Items:
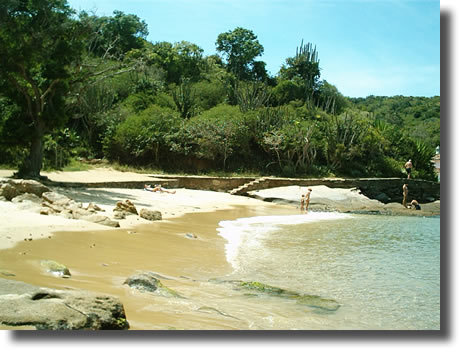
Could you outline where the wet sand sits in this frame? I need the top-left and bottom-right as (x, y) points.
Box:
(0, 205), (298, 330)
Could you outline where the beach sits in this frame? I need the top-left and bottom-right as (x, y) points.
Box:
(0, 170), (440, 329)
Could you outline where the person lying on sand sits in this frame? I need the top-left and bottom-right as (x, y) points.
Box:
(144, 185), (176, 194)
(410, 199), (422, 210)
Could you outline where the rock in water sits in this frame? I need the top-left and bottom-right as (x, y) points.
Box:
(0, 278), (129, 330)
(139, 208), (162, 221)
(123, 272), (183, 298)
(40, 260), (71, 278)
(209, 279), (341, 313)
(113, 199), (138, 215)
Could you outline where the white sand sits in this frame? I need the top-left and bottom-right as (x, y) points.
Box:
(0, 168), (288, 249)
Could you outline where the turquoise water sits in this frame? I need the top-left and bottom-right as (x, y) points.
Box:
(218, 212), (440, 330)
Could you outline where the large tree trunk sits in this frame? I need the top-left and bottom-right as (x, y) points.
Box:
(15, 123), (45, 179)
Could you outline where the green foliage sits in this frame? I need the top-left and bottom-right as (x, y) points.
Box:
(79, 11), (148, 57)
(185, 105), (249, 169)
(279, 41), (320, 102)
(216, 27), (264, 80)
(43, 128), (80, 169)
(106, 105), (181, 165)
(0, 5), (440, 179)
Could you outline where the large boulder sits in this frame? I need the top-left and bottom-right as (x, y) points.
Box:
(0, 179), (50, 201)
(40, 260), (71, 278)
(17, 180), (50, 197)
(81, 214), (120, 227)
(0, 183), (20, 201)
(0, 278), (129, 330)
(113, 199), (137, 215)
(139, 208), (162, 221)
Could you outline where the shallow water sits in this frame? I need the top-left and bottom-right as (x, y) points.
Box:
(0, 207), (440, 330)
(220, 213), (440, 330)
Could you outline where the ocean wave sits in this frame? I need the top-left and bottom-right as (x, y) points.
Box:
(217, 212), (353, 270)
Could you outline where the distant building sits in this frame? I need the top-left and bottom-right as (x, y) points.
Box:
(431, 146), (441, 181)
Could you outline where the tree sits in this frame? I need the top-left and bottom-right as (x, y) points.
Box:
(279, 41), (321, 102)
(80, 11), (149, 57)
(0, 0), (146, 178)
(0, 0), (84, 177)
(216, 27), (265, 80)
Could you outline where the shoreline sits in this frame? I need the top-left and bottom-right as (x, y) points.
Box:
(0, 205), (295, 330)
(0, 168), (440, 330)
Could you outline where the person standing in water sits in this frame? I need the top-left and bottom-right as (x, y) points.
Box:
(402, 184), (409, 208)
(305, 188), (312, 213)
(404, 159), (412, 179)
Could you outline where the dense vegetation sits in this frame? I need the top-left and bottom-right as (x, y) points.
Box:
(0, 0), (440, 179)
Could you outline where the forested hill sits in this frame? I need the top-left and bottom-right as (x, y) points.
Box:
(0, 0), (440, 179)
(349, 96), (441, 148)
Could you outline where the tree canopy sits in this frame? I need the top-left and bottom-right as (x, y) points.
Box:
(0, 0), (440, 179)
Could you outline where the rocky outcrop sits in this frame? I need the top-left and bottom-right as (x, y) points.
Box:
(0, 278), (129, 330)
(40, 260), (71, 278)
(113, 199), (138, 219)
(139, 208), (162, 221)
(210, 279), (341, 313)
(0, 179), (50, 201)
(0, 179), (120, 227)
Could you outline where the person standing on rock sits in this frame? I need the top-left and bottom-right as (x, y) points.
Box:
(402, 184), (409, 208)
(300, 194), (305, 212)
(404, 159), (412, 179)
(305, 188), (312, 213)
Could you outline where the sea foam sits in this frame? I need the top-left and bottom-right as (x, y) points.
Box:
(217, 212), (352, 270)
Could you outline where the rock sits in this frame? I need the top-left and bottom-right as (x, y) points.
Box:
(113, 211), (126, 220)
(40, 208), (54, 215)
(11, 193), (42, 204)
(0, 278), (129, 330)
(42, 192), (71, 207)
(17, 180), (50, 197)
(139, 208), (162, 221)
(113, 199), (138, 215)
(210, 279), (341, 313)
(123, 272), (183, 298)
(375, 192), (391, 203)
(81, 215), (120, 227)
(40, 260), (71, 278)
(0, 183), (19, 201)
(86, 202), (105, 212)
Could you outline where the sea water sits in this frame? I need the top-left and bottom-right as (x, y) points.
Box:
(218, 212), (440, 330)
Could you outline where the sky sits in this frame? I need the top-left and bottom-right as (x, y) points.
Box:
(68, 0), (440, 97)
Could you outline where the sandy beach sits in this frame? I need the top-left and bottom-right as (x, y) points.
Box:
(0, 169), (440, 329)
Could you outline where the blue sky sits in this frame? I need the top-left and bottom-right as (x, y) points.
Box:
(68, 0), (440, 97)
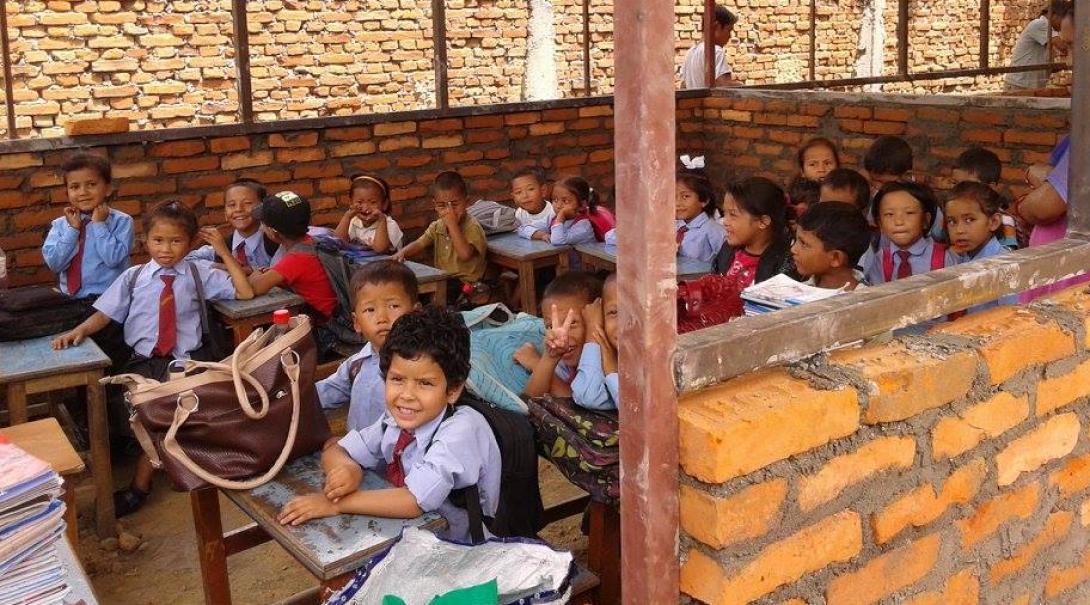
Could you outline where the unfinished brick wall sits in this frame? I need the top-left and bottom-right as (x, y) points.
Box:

* * *

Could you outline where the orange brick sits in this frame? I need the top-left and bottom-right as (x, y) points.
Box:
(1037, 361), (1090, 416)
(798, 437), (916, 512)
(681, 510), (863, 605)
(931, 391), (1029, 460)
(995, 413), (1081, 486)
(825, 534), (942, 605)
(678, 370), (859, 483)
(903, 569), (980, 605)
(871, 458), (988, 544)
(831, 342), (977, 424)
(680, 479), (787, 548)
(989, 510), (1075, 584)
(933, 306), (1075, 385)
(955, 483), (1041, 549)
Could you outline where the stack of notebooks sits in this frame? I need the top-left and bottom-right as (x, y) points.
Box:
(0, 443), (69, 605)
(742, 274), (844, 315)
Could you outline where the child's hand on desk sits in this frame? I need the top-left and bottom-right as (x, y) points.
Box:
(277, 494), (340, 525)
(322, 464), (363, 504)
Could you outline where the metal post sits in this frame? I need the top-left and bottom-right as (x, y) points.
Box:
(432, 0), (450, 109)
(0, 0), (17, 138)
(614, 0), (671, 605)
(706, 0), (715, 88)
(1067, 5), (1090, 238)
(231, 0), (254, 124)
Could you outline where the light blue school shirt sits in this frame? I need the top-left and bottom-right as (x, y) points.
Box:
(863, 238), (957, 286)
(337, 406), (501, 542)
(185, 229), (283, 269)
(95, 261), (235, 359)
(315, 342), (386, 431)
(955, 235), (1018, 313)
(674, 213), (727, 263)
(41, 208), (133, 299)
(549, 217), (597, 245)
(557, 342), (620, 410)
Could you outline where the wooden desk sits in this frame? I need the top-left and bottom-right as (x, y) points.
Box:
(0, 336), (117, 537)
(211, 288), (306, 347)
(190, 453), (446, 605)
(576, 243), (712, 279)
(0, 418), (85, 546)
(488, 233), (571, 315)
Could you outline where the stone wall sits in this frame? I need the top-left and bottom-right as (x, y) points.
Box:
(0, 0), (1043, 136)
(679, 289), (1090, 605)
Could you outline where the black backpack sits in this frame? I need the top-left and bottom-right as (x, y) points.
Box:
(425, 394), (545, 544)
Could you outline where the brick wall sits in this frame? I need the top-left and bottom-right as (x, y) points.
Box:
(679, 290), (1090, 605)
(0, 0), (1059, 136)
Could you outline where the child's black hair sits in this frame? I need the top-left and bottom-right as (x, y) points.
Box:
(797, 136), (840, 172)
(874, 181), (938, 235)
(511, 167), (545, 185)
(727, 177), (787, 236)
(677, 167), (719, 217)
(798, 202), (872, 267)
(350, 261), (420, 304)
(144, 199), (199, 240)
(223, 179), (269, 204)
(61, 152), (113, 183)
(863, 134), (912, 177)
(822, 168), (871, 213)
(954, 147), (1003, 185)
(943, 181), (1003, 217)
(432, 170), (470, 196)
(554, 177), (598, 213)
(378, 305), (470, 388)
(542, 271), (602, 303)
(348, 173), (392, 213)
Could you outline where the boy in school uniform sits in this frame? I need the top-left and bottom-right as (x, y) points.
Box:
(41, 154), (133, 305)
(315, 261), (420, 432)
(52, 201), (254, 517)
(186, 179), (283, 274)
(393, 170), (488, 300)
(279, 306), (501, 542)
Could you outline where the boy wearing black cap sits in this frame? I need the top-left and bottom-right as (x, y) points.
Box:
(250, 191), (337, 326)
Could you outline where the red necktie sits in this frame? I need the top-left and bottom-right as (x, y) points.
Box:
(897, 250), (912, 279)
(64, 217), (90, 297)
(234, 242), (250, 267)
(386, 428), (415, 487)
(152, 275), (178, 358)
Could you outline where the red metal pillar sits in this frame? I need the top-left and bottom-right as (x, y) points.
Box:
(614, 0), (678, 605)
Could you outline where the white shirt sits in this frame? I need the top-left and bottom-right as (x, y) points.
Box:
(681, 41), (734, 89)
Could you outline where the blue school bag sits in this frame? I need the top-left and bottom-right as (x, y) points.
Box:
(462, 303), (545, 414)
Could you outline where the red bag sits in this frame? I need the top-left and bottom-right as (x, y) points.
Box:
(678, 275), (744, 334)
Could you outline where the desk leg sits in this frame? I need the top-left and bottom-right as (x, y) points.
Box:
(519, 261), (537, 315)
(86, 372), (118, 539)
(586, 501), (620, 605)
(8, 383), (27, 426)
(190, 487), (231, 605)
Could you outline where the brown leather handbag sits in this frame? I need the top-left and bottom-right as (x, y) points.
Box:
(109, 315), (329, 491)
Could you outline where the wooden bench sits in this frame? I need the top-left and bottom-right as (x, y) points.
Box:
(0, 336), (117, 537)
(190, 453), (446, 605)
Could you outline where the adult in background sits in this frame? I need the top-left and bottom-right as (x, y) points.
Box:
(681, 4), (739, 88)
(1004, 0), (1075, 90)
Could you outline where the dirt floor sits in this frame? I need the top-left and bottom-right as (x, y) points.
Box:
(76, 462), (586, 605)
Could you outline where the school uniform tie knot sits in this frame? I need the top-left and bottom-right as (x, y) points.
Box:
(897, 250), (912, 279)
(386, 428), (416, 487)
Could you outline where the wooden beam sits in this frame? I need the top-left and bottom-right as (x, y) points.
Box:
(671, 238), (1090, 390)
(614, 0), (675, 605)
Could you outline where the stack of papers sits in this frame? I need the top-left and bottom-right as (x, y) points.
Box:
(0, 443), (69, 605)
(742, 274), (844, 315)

What the exercise asks: Transcribe the material from the line containing "Could you outline where the wet" to the line containing "(0, 170), (440, 329)", both included, reproducing each line precisely.

Result:
Could you outline where the wet sand sits in this frame? I need the top-left and bottom-right as (x, y) points.
Box:
(0, 205), (298, 330)
Could you outline where the beach sits in this frame? I need the top-left and bottom-right as (x, y) points.
Box:
(0, 170), (440, 329)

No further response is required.